Exercise requirements:
Output the data that follows exactly, line for line.

[Saved entries]

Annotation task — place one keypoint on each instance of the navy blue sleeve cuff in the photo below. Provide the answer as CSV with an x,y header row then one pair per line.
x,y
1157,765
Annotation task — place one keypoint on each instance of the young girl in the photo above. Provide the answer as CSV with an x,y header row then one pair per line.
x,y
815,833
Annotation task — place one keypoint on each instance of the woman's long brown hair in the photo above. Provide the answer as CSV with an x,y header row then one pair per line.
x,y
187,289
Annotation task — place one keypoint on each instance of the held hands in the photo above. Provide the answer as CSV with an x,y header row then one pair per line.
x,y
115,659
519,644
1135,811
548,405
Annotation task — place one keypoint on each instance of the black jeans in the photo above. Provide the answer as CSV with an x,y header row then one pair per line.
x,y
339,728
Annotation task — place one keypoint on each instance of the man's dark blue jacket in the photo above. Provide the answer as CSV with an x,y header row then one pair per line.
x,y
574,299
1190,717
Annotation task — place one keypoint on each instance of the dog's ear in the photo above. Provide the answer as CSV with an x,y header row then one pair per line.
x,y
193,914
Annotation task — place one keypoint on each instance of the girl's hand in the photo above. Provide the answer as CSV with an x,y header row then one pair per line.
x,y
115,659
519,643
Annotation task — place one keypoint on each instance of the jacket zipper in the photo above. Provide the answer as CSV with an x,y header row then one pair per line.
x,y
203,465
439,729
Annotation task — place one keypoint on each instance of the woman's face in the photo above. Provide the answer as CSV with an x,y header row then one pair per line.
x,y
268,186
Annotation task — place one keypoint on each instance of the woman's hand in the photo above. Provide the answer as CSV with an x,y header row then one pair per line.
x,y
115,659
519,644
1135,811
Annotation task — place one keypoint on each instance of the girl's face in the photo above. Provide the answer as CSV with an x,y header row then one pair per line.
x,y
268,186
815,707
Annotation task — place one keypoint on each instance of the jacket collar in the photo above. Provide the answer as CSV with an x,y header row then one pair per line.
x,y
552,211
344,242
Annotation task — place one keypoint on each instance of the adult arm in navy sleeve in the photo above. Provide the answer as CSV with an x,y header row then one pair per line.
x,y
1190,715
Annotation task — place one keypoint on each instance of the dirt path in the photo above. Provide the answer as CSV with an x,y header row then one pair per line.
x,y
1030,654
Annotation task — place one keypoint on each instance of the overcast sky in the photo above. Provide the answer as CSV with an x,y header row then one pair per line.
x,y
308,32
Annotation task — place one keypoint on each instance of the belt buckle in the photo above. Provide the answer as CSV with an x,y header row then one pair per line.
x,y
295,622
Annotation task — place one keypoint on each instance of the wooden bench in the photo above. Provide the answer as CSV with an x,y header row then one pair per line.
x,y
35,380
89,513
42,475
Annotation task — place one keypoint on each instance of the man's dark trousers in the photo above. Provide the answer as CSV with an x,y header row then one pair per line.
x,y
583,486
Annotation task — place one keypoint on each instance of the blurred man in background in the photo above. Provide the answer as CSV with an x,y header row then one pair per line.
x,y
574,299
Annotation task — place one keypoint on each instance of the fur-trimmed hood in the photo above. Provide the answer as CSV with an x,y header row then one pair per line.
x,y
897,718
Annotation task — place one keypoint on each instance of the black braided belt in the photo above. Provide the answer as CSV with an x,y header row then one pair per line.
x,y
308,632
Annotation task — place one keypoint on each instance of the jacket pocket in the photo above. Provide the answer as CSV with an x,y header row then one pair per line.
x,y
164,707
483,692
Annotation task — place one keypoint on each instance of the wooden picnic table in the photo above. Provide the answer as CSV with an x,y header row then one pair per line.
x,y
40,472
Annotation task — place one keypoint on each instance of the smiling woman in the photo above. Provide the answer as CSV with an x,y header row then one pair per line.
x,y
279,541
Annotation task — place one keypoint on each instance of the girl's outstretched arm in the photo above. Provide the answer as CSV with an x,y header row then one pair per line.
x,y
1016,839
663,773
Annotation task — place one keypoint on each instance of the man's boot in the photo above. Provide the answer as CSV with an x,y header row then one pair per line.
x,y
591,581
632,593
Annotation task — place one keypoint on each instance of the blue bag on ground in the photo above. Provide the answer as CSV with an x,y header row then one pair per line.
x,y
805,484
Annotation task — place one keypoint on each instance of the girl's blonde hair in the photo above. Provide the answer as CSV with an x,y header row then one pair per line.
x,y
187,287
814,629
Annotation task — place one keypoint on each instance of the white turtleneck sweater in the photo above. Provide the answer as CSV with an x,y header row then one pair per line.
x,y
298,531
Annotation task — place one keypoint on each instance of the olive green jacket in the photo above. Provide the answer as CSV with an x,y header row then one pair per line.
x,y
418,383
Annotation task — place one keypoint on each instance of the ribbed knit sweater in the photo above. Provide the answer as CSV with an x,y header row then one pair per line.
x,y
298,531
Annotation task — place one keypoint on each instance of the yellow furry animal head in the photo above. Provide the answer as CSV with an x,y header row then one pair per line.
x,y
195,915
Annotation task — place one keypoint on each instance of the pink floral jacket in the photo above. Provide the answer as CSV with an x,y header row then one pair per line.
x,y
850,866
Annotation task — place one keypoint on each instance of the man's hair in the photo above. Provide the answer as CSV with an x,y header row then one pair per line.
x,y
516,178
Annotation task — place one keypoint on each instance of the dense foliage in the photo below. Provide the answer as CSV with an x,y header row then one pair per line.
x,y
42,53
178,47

Output below:
Annotation task — place one keypoint on each instance of the navy blue sleeve cuff in the photo below. Provide the answer as CSV with an x,y header row then one pair per line.
x,y
1157,765
Annotation task — place one keypoint on each instance of the young girl in the photo above. Provide the answer as CSV with an x,y header row then one pair per line.
x,y
815,833
Annotation task — place one keypoint on each instance of the woman's long brown hair in the photo above. Provide the answer as CSV with an x,y header row then one pair per line.
x,y
187,289
Annotation task — place one keypoint on each instance of the held hands in the photo above. Provide the answer as CSV with an x,y header row then one pair per line.
x,y
115,659
519,644
1135,811
548,405
Annotation task — place one keypoint on each instance of the black jeans in the photo above. Provide the answer as CSV with an x,y header row then one pair per line.
x,y
339,728
Annotation task — place one keypoint on each instance of the man's dark blue jacket in the photo above. Provide the answer as CSV with an x,y header row then one pair per line.
x,y
574,299
1190,717
Annotation task — place one keypoint on each instance of the dog's ear in the photo above. Provide the answer as CSV with an x,y header row then one pair per line.
x,y
193,914
Annotation task — place one keypoint on each instance of the girl's hand in the photo above. Provide the answer as CSV with an x,y header row then one pair per line.
x,y
115,659
519,643
Annotation task — place one keypoint on each instance of the jacket zipper in the photo above. Provide the answer as CSV with an x,y header row then one pair per line.
x,y
203,465
439,729
Annotation task — place one keypoint on each instance of the woman's face in the photo above. Provide the answer as CSV with an x,y header row then one pair per line.
x,y
268,186
Annotation task — place one keypoint on each instance of the woman's hand in the photo above. Provide the answer as CSV with an x,y header row then one pair per line.
x,y
115,659
519,644
1135,811
Annotation task — place one keypoint on each instance of the girl's face in the photo above. Provide the answer as CSV with an x,y header row then one pair per line.
x,y
268,186
815,707
Annotation task — place one keypoint on each instance of the jacket collar in the photo above. Provide the answer as CSV with an x,y header row then one pair per line.
x,y
552,211
344,242
Annotation task — place one keypoint on each instance of the adult arm in navy sleeve in the photo above. Provide the answer as CSV with an x,y header row then one pair per line.
x,y
1190,715
Annotation task — place one keypoint on each instance of the dirt path in the photo above. Provide the answer as CSV with an x,y header row then one pair per line.
x,y
1030,654
Annotation task — place one keypoint on each instance of the overcast sky in the photo above. Provide the answer as CSV with an x,y header row then one pair per line.
x,y
308,32
Annotation task — place one keypoint on each instance of the belt buckle in the photo above. Provide the answer as CSV with an x,y header row then one pair per line.
x,y
295,622
Annotation task — place one keypoint on each instance of the wooden bench in the photo above. Provide the answer as CSV with an x,y header row then one pair per line.
x,y
35,380
89,513
42,475
Annotation task — place one keypoint on each instance of the man's dark trousers in the photo above. Provide the answer as CSV with an x,y header row then one pair per line.
x,y
583,486
Annotation task — place one keypoint on each instance of the blurred man in background in the photo above. Provide the answer as CSV with an x,y header row then one pair per line.
x,y
574,299
Annotation task — place one keypoint on each instance of the fur-trimmed hood in the photo above. Provide the answer as CSV with an x,y header row then one pair per line.
x,y
897,718
Annotation task — place one keypoint on each instance of the black braided belt in the photo above. Provide the answer as CSV with an x,y header row then one pair per line.
x,y
308,632
Annotation task — place one keypoint on each instance of the jacket pocket in the photo above. Provide the answer as CSV with an x,y header row then one pair per line.
x,y
164,707
483,692
Annotation task — place one keypoint on each instance of the wooden picnic table in the photo above. Provide the answer as CSV with an x,y header row then one pair per line.
x,y
40,472
Annotation task — place one keypoint on each instance of the smiling woman in the photo above. Provide the answer as CSV with an x,y header row then one pair per line.
x,y
279,541
Annotation task — place one keypoint on each instance of the girl's outstretched arm in the photo above. Provide the answer as CSV with an x,y header row then one pair per line.
x,y
1016,839
663,773
Annotation task — place one keypoint on each instance of the man's boot in the photo above. Provide the answer as CSV with an x,y header row then one pair per line.
x,y
591,581
632,593
Annotation task — place one keypoint on each instance of the blue bag on ground in the photo above. Provide the answer as CSV with an x,y header row then one pair per line.
x,y
805,484
Annotation task — place one keypoint on each instance of the girl's blonde hair in the photo above. Provide the answer as CSV with an x,y header row then one pair per line.
x,y
187,287
814,629
Annotation task — place one keypoint on each instance of the white turtleneck sweater in the photo above. Provide the answer as CSV with an x,y header row then one pair per line.
x,y
298,531
Annotation task — place one keypoint on each instance of the olive green jacket in the photo above. Provide the answer as CSV with an x,y header row then one pair per line.
x,y
418,383
Annotation task — place one keypoint on each instance of the ribbed knit sweater in the photo above. Provide the answer as CSV with an x,y header row then one pair per line.
x,y
298,531
Annotation task — place one keypoint on each instance of the yellow furry animal head in the photo above. Provide the answer as CSV with an x,y header row then one pair per line.
x,y
195,915
Annotation task — place one keypoint on each instance of the pink floral jacket in the photo above. Provide the answer as CSV with an x,y header row then one pair per line.
x,y
850,866
Annotation task — place one keypoint on each instance of the man's hair in the photo above. Provide the answer as CSV with an x,y header row then one pair per line.
x,y
516,178
Annotation task — place one keypoint on each instance of the dense foliage in the photo below. Provide the answer as CSV with an x,y header row then one pair per line.
x,y
42,53
178,47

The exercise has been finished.